_Tasks for this exercise_:
1. In the AI Sonobuoy article, change "frontier" to "horizon" and write out the passage starting with "Mike Chadwick, Deputy" and going on through "frontier in AI.".
2. According to the AI Sonobuoy article, what does the abbreviation AIS stand for?

_Extract to read_:
________________

With the overwhelming pace of technological change, does the story of a tool matter as much as the tool itself? To explore this question, we are inviting writers, makers, and other creatives to help us get out of the technical weeds, see the bigger picture of emerging tech, and understand why it matters (or not) in our daily lives.

In this post, science writer Shannon Fischer talks with Mike Chadwick and Rob Caudill about the AI Sonobuoy project, a low-cost hydrophone that uses AI to process sound data collected at sea. If you are interested in collaborating with us on future projects or storytelling, get in touch at
labsinfo@iqt.org

It’s unusual for the engineers and data scientists of IQT Labs to deliberately drop their finely crafted electronics into large bodies of water. But for one of the Labs’ latest creations, the AI Sonobuoy, getting tossed out of a boat was exactly what was needed.

The AI Sonobuoy is IQT Labs’ latest exploration in edge technology. It builds on the work of the Teachable Camera, the lab’s 2020 video camera that uses computer vision AI on the camera to learn to identify customized objects of interest, like cars—or rabbits.

The core advance for both of these projects is what’s called Tiny Machine Learning, or TinyML—literally AI hardware shrunken down so much that it can be run on physically tiny, inexpensive, low-powered chips. This means that where traditional AI requires heavy computing and server capacity, plus power to run it, TinyML processing can happen on sensors deployed in the field—the ‘edge’—running on inexpensive parts that anyone can order off the Internet.

Mike Chadwick, Deputy Director of IQT Labs, calls TinyML a compelling shift in the capability in AI. “It really changes the types of things you might think to build once you realize this is so accessible,” he says. The Sonobuoy project, he explains, serves as a way for IQT to explore that new capability, demonstrating what is possible on this new frontier in AI.

Sink or Swim

For a couple of reasons, the maritime environment offered an intriguing platform on which to experiment with TinyML. Boats are easily available and their propellers make distinctive sounds in the water, which the IQT Labs team reasoned they could use as “wake words”—just as ‘Hey Siri’ rouses Apple’s AI. Second, activity in the marine setting is tracked by what’s called the Automatic Identification System or AIS, a positional signal broadcast used by nearly all commercial and many recreational craft to prevent collisions, meaning all audio of boats could be cross-checked with official data confirming if a craft was present.

________________

_Data segment_:
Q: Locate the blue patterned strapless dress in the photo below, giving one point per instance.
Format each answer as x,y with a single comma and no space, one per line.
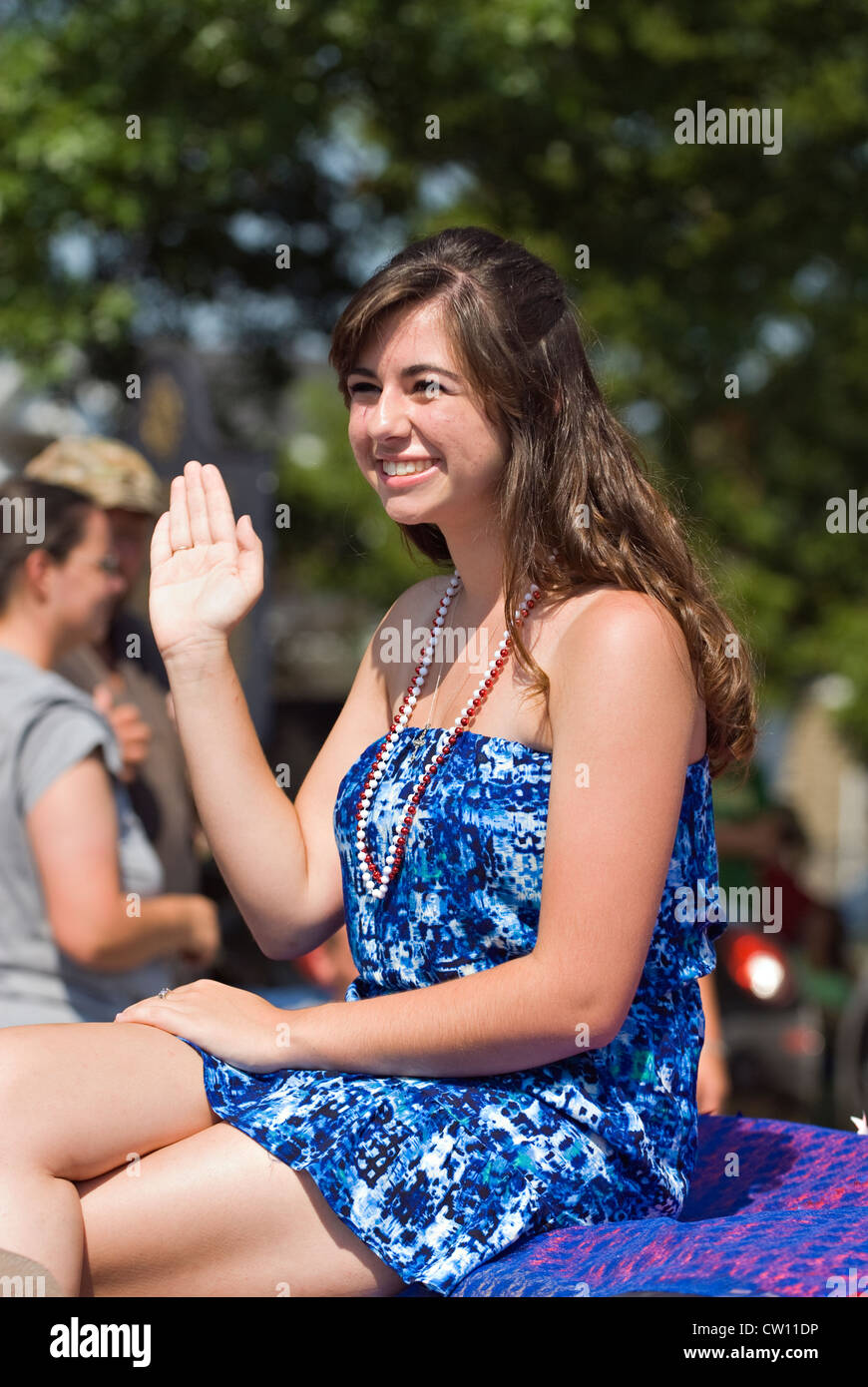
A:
440,1175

________________

_Solved tasks_:
1.
Mike Chadwick, Deputy Director of IQT Labs, calls TinyML a compelling shift in the capability in AI. “It really changes the types of things you might think to build once you realize this is so accessible,” he says. The Sonobuoy project, he explains, serves as a way for IQT to explore that new capability, demonstrating what is possible on this new horizon in AI.

2. Automatic Identification System